How demilitarisation can ensure peace and stability in the South China Sea

  • China and Asean claimants could draw inspiration from the four-point formula Pakistan used to try to resolve its Kashmir stalemate with India
  • This would involve agreeing on shared sovereignty and joint economic development, with a binding code of conduct the goal, and eventual settlement of disputes an added bonus
China has renewed its push to settle a code of conduct with Asean in the South China Sea, days after it said it was willing to pledge allegiance to the Southeast Asia Nuclear Weapon-Free Zone. In particular, the Chinese state-backed Global Times stressed that the code of conduct should focus on crisis management rather than dispute resolution. These proposals may seem questionable but they could pave the way for improved security and stability in the South China Sea.
As it stands, the long-running disputes in the South China Sea benefit China, allowing it to flex its military muscle and show its assertiveness whenever any member of the Association of Southeast Asian Nations has a policy clash with Beijing or strengthens security ties with the United States.
Just as China-India border tensions led to the fatal Galwan Valley skirmish – triggered by infrastructure investments in the disputed border area and not helped by India’s strategic partnership with the US – such eruptions could unfold in the South China Sea if territorial disputes are merely subject to crisis management, instead of a long-term solution.

****

### WORK REQUIRED
Rewrite the South China Sea article starting with "As it stands, the" and going on through "a long-term solution.", putting "China" in place of "Beijing".

### DATA PROVIDED
****

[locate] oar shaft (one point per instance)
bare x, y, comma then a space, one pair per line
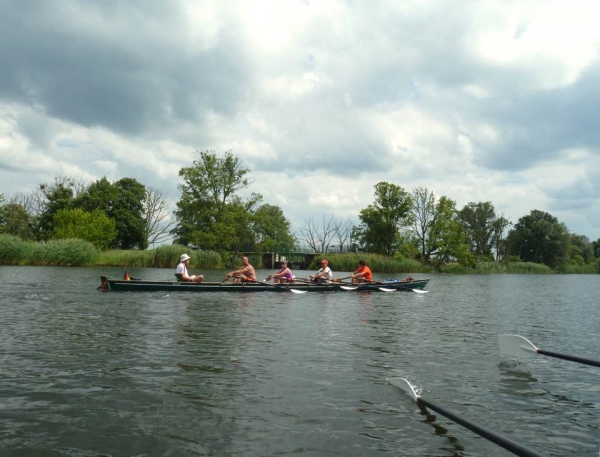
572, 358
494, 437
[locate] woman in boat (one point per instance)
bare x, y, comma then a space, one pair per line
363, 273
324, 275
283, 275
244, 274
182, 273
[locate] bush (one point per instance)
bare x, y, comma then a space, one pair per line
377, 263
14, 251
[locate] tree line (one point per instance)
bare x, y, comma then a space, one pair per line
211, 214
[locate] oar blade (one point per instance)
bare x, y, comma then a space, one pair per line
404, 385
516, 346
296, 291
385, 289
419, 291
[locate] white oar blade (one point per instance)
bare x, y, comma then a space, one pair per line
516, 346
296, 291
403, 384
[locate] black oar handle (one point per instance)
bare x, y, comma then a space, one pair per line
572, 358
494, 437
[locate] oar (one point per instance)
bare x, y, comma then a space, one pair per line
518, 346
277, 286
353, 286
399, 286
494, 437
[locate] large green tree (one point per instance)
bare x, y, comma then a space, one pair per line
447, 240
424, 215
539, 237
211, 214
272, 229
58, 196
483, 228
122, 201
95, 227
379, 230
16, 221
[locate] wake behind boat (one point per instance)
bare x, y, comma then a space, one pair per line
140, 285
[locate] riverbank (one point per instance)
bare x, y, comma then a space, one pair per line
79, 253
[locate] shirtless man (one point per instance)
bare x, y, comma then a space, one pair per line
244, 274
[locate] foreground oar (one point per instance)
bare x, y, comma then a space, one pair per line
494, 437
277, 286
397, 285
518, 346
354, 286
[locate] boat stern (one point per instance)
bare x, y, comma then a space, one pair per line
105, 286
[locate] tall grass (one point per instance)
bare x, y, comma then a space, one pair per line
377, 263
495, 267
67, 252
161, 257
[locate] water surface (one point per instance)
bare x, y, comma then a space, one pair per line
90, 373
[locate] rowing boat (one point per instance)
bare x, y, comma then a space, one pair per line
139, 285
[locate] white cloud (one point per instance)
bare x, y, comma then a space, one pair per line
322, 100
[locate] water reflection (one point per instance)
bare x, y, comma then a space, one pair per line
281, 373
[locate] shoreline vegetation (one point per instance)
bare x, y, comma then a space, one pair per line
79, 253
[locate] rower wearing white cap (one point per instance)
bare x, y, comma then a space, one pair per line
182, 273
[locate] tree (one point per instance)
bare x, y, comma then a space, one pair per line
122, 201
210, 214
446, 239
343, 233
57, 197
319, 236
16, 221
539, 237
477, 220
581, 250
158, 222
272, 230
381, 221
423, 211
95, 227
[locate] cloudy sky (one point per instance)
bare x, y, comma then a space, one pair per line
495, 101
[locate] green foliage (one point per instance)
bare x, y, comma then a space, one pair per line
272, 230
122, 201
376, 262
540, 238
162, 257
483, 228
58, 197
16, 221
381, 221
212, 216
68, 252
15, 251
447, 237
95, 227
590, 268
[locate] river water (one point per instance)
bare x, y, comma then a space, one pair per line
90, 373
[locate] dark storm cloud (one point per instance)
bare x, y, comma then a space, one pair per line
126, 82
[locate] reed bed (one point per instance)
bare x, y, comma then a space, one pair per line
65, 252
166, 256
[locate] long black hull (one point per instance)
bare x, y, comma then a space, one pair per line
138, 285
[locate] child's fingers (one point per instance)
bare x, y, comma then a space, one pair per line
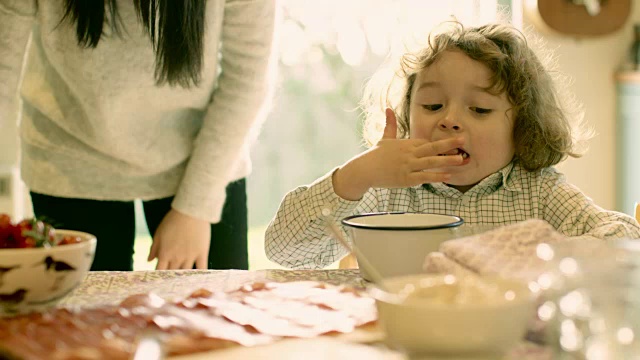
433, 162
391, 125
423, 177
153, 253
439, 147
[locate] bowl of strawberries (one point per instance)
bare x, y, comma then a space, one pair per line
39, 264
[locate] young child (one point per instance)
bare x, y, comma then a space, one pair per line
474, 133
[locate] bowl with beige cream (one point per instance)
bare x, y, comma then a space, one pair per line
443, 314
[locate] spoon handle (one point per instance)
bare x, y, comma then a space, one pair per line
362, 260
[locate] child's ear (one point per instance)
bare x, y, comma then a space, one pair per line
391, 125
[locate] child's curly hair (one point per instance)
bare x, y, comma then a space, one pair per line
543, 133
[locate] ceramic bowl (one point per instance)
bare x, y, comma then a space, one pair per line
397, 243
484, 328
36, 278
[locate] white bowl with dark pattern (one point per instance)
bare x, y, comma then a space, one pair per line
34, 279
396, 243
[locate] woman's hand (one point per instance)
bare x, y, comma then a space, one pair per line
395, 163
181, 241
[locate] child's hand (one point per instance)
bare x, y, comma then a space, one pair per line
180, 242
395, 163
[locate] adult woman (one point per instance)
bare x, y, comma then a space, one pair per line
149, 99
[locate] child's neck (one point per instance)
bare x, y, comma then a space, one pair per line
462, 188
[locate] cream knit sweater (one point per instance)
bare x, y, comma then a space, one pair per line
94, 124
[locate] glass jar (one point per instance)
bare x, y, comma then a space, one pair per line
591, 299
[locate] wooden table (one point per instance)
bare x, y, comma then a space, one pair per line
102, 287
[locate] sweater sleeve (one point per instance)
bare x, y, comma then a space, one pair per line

****

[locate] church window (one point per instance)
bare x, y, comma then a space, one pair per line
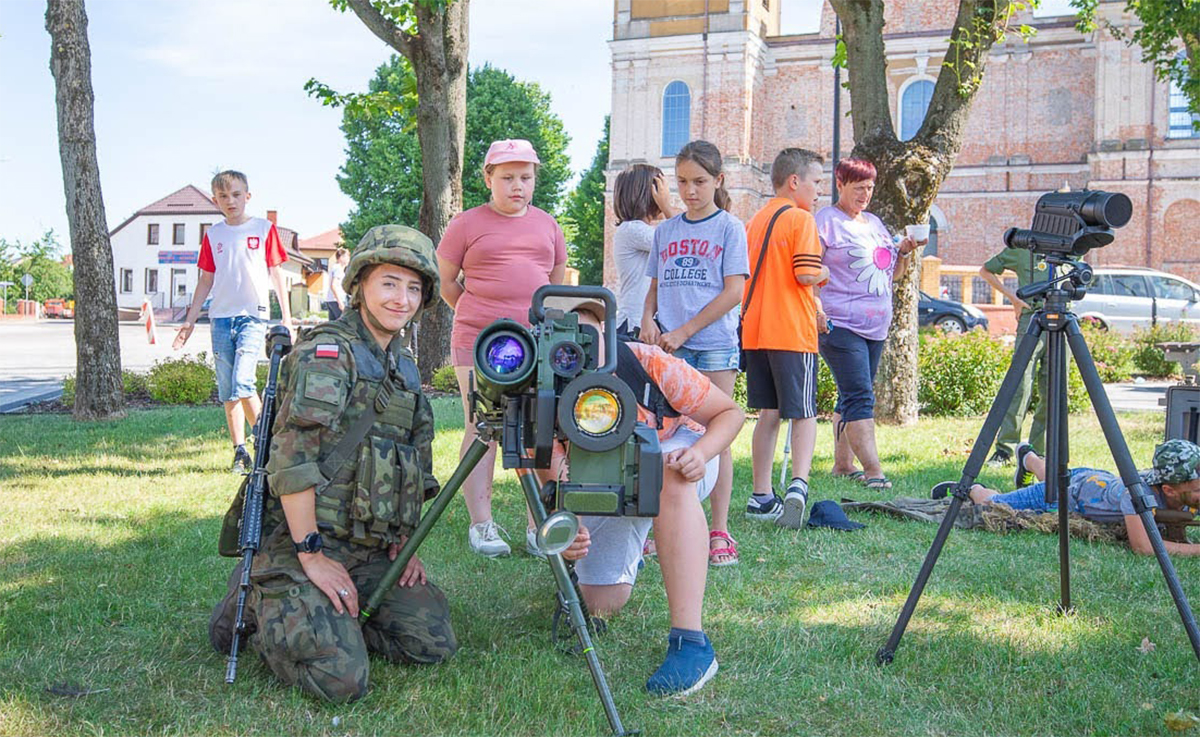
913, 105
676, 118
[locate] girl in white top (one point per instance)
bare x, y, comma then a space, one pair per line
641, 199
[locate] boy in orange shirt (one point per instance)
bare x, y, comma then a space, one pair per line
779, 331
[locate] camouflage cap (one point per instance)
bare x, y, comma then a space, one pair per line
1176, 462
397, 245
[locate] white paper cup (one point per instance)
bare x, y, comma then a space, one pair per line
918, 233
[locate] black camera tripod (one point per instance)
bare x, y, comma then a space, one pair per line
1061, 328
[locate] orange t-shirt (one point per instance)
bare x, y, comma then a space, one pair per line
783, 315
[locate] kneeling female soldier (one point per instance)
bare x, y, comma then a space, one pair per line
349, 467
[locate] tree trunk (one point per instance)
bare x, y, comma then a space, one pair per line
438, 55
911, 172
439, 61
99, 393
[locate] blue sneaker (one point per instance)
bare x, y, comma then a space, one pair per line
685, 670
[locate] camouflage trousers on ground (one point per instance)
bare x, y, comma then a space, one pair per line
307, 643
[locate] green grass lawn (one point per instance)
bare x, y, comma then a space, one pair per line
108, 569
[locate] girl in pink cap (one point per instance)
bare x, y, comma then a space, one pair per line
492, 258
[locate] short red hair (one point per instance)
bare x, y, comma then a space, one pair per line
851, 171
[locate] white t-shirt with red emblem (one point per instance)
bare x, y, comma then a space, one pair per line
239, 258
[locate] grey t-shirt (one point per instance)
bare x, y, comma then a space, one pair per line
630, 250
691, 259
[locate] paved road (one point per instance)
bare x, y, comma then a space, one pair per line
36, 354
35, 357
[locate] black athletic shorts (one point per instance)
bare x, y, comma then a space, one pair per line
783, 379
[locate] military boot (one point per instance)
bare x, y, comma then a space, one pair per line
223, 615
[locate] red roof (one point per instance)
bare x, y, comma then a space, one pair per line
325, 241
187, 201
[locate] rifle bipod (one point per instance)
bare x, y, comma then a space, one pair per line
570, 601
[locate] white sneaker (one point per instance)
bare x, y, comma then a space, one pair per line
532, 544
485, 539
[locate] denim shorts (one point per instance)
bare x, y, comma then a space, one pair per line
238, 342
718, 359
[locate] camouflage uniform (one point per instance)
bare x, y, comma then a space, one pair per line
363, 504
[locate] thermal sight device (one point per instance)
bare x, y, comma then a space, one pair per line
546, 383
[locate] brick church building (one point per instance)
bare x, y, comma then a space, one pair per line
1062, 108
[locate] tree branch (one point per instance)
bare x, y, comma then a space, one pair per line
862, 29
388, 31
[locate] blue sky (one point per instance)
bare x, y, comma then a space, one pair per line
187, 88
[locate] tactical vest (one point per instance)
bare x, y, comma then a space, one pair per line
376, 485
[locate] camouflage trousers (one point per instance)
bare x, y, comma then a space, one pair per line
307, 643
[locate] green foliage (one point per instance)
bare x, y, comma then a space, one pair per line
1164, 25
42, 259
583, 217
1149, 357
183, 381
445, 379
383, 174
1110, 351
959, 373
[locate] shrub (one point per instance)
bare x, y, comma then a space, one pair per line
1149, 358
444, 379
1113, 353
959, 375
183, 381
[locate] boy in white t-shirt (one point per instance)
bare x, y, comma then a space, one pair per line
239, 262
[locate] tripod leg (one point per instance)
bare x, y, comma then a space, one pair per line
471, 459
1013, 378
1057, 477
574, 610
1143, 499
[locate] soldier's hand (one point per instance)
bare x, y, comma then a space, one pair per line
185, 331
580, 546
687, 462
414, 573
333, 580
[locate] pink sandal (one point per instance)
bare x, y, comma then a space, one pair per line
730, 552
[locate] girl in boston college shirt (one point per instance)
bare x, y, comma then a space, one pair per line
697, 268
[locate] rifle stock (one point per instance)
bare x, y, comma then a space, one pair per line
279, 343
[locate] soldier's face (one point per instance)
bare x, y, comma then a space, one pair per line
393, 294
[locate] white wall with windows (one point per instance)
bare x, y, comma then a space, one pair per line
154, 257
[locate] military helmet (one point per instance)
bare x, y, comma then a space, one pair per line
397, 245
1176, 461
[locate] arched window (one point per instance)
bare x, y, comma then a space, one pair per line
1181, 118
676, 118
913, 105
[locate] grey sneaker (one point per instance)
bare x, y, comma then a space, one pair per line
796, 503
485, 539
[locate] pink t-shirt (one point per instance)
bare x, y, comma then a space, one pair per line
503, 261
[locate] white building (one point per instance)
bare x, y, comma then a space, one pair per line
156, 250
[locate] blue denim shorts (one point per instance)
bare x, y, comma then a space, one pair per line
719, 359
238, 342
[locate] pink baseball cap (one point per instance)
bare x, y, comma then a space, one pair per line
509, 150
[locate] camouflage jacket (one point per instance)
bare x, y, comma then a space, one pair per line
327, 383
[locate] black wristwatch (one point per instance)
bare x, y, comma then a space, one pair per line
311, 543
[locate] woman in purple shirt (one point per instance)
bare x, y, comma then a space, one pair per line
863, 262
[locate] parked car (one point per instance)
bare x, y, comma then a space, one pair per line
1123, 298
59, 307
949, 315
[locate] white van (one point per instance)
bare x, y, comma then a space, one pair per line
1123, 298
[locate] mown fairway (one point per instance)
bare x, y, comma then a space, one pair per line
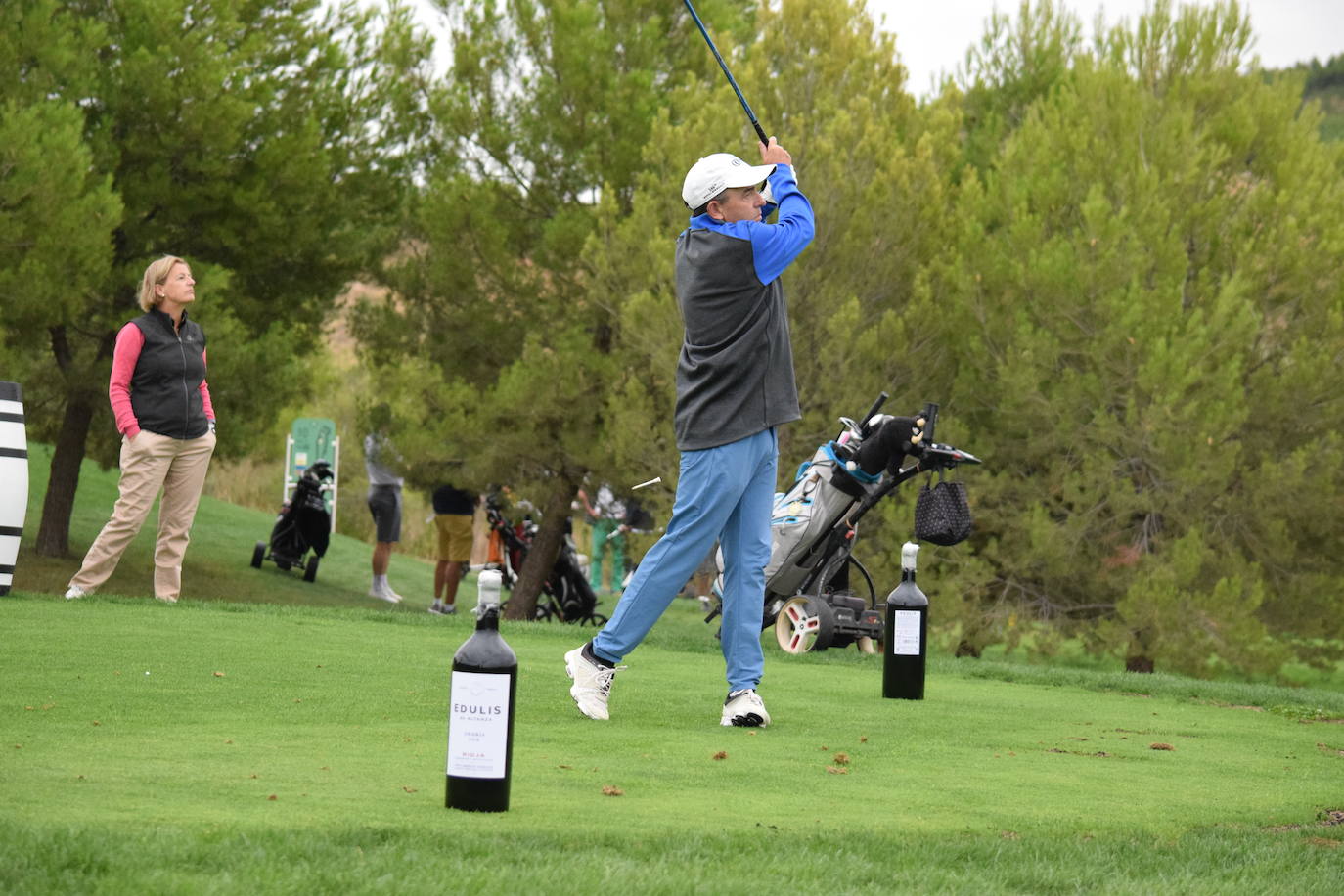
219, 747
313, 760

****

### TASK RESULT
As it stands, the long-running disputes in the South China Sea benefit China, allowing it to flex its military muscle and show its assertiveness whenever any member of the Association of Southeast Asian Nations has a policy clash with China or strengthens security ties with the United States.
Just as China-India border tensions led to the fatal Galwan Valley skirmish – triggered by infrastructure investments in the disputed border area and not helped by India’s strategic partnership with the US – such eruptions could unfold in the South China Sea if territorial disputes are merely subject to crisis management, instead of a long-term solution.